**Исходный текст**.
Потом, после, у служебного выхода нам удалось поймать самого Ломкина - скромнейшего и лучезарнейшего человека - и поблагодарить его за этот восхитительный спектакль. Рассказать о своих слезах - и о том, что его постановка - чудо. И он, хмурясь, сказал: «Но сегодня зал, видите, смеялся...» А он рассчитывал - и заслуженно - на слёзы зала. Да, сказал он, там есть моменты, где люди должны смеяться, фарс, так задумано, но их не столь много. Это потрясающая постановка, - ответили мы. Это просто неподготовленная аудитория, - подытожила я, - на премьере этого не было. Потому что, снобистски же подумала, на премьере была «своя» публика, которой, слава всем богам, не смешон мужчина, так великолепно и проникновенно играющий женщину. Очень надеюсь, что мы действительно хоть немного покомфортили Якова, потому что он был искренне обескуражен и огорчен такой зрительской реакцией - как, собственно, и мы.
By the way: были смешны все аллюзии, все аллегории. Это был ад кромешный. Право слово, нам с Джорджем захотелось фосфоресцирующими красками написать таблички «Не понимаешь средств художественной выразительности - НЕ ХОДИ В ТЕАТР», и приносить их теперь на каждый спектакль, в нужных местах поднимая над залом. Снова: кем надо быть, чтобы смеяться после «Женщины - еда, мужчины - чрево, и вот они едят нас, едят, едят, едят, а потом - отрыжка...» Эмилии, - просто не ведаю.
А теперь я выдохну и постараюсь сказать что-нибудь о самом спектакле. В очередной раз: пожалуйста, дайте какую-нибудь премию Якову Ломкину, наконец! тем, кто работал над визуальной составляющей. Сценография - костюмы - цвет - свет. Всё настолько ошеломляюще красиво и гармонично, что постановку хочется в прямом смысле есть глазами. Потом: при повторном просмотре оцениваешь, наконец, весь смысл и всё значение упрощенного ими шекспировского текста, проникаешься именно разговорной его простотой - при том, что значительность этого языка сохраняется. Плюс: изумительное музыкальное сопровождение, этой музыкой хочется напитываться.

**Задание**.
Ответьте на вопросы по тексту о спектакле:
1. Что сказал Ломкин у служебного выхода, хмурясь?
2. Какими красками хотелось написать таблички?
3. Какие составляющие визуальной части спектакля перечислены?
Данные здесь никакой роли не играют.

Сохранённые данные
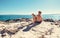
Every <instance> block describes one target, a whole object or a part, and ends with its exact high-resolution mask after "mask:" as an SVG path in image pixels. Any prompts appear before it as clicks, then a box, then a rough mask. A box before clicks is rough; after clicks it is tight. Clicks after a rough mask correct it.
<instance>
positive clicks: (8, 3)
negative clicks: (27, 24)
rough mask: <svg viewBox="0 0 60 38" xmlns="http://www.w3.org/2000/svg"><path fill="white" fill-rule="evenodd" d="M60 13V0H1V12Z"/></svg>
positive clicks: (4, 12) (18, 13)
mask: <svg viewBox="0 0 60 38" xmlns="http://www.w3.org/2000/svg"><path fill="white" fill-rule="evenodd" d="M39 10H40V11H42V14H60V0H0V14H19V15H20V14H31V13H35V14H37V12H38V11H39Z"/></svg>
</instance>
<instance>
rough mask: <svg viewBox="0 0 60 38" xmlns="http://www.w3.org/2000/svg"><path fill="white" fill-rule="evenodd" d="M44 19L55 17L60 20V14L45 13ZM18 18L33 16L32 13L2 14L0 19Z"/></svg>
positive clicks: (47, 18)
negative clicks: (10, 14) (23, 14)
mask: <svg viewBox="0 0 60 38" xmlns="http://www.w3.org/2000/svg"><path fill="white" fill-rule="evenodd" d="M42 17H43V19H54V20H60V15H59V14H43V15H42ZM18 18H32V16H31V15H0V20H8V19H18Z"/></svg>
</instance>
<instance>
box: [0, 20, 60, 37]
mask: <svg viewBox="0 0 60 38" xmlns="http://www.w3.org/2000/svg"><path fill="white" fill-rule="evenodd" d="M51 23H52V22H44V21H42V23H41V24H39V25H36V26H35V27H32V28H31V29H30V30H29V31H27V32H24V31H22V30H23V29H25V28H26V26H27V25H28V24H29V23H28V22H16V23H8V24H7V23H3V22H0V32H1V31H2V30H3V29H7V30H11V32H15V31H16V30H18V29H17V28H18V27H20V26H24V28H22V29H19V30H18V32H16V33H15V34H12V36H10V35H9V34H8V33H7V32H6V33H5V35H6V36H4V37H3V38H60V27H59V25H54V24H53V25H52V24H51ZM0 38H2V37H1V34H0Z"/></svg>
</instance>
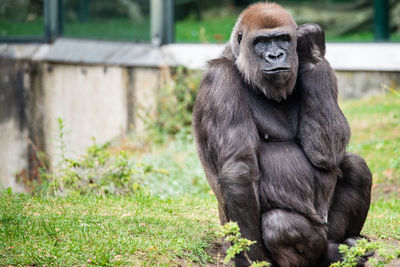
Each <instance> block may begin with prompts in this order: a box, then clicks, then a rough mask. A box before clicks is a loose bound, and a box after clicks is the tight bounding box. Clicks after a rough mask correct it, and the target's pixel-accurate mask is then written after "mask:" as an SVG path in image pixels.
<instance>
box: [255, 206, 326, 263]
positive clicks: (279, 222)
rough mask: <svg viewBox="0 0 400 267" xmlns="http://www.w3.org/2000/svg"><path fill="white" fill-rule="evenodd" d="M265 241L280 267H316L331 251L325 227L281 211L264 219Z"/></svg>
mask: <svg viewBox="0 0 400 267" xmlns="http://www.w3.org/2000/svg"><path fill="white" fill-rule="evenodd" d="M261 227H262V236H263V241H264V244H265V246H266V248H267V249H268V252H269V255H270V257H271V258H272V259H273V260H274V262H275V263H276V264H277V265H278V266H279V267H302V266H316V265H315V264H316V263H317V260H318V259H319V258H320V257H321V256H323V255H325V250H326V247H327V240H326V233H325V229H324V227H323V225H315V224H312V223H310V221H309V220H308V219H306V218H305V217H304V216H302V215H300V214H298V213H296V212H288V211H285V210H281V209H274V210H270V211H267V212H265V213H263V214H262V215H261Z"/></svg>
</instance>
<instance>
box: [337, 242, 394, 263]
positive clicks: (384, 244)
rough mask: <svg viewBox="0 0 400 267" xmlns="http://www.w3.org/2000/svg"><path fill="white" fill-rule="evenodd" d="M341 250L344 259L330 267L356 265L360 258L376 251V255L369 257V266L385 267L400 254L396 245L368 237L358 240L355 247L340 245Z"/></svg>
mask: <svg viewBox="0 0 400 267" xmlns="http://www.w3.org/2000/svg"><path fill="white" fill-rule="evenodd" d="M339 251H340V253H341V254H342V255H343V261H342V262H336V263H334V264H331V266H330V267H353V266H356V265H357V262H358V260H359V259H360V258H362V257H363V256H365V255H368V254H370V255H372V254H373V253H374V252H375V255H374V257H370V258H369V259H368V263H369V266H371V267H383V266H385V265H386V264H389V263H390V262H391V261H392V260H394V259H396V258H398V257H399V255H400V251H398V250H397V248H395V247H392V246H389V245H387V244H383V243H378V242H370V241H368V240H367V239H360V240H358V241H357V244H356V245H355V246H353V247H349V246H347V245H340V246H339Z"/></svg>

* * *

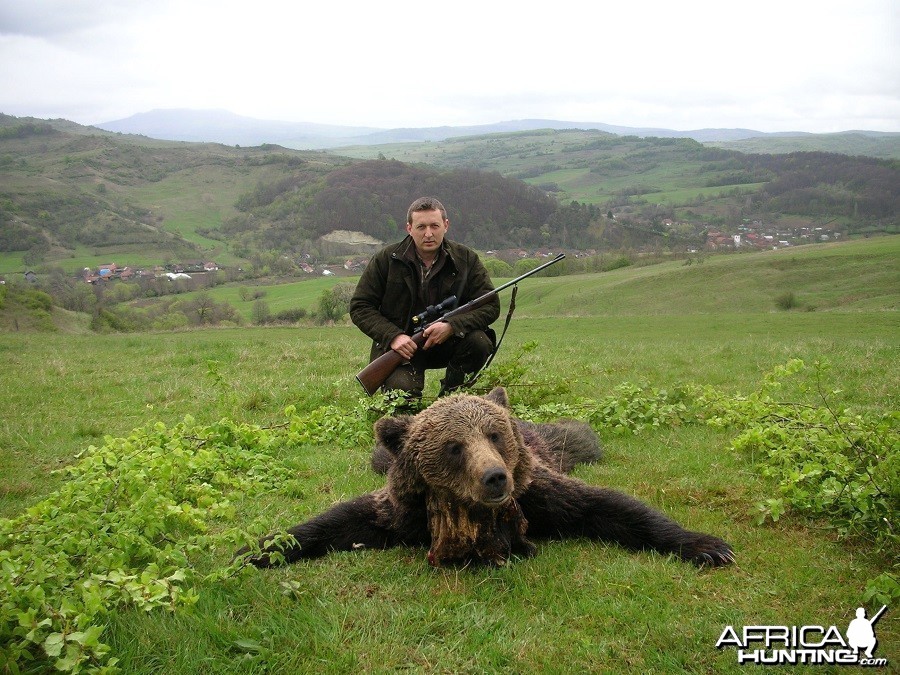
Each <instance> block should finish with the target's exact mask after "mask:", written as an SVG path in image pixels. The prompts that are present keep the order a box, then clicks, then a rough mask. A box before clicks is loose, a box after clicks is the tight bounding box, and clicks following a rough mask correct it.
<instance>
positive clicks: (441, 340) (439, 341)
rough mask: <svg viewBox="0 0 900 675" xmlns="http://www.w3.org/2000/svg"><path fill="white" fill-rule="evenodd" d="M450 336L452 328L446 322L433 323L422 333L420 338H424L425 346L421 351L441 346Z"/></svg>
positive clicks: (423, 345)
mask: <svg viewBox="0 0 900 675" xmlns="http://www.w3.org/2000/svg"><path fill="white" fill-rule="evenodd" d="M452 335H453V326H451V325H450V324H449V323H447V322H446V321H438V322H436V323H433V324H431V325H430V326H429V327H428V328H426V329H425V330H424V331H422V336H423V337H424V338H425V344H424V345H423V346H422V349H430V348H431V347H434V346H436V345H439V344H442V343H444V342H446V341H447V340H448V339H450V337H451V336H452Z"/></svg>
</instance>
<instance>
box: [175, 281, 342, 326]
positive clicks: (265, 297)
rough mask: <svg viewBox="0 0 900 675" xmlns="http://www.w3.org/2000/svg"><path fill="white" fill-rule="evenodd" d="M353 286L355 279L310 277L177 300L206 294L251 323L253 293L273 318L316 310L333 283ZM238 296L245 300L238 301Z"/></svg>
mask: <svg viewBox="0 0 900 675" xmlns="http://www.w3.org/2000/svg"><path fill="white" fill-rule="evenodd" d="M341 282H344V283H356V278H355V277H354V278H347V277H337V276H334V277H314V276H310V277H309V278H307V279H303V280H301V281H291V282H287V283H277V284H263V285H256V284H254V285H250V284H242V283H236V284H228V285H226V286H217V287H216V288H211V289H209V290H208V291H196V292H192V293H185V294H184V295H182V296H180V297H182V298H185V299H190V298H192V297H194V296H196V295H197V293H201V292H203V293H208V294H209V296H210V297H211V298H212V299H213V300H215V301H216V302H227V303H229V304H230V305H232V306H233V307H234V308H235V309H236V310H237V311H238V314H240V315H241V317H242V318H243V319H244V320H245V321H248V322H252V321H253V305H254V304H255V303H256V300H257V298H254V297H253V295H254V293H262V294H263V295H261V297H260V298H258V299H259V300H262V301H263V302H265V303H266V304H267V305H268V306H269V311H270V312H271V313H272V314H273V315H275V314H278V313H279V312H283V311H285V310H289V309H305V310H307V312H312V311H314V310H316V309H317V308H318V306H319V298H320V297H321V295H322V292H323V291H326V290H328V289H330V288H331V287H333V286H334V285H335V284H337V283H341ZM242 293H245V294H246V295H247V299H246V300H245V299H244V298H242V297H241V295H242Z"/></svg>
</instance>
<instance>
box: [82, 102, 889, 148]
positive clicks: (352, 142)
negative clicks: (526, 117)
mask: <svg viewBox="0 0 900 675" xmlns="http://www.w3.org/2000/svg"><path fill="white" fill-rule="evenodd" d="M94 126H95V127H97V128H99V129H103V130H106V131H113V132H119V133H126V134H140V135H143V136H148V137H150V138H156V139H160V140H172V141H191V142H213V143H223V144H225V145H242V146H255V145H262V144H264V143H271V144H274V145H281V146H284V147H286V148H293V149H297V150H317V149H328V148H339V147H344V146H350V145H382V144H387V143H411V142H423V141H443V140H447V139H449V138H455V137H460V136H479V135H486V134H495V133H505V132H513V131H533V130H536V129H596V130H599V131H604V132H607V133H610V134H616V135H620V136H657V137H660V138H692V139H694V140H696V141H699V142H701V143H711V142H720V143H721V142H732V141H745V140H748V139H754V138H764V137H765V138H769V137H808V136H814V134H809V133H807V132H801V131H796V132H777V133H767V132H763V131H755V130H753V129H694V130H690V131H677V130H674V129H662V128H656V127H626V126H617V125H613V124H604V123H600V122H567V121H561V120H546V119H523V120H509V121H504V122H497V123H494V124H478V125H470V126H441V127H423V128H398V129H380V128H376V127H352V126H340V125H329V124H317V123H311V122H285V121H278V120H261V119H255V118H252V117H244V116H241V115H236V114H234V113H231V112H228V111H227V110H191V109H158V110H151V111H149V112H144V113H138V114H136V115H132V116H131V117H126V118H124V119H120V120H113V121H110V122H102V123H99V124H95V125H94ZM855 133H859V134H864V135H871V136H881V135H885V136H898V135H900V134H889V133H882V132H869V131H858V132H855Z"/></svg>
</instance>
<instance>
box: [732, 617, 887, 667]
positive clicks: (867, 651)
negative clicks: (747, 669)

**Ответ**.
1. «Но сегодня зал, видите, смеялся...»
2. Фосфоресцирующими.
3. Сценография, костюмы, цвет и свет.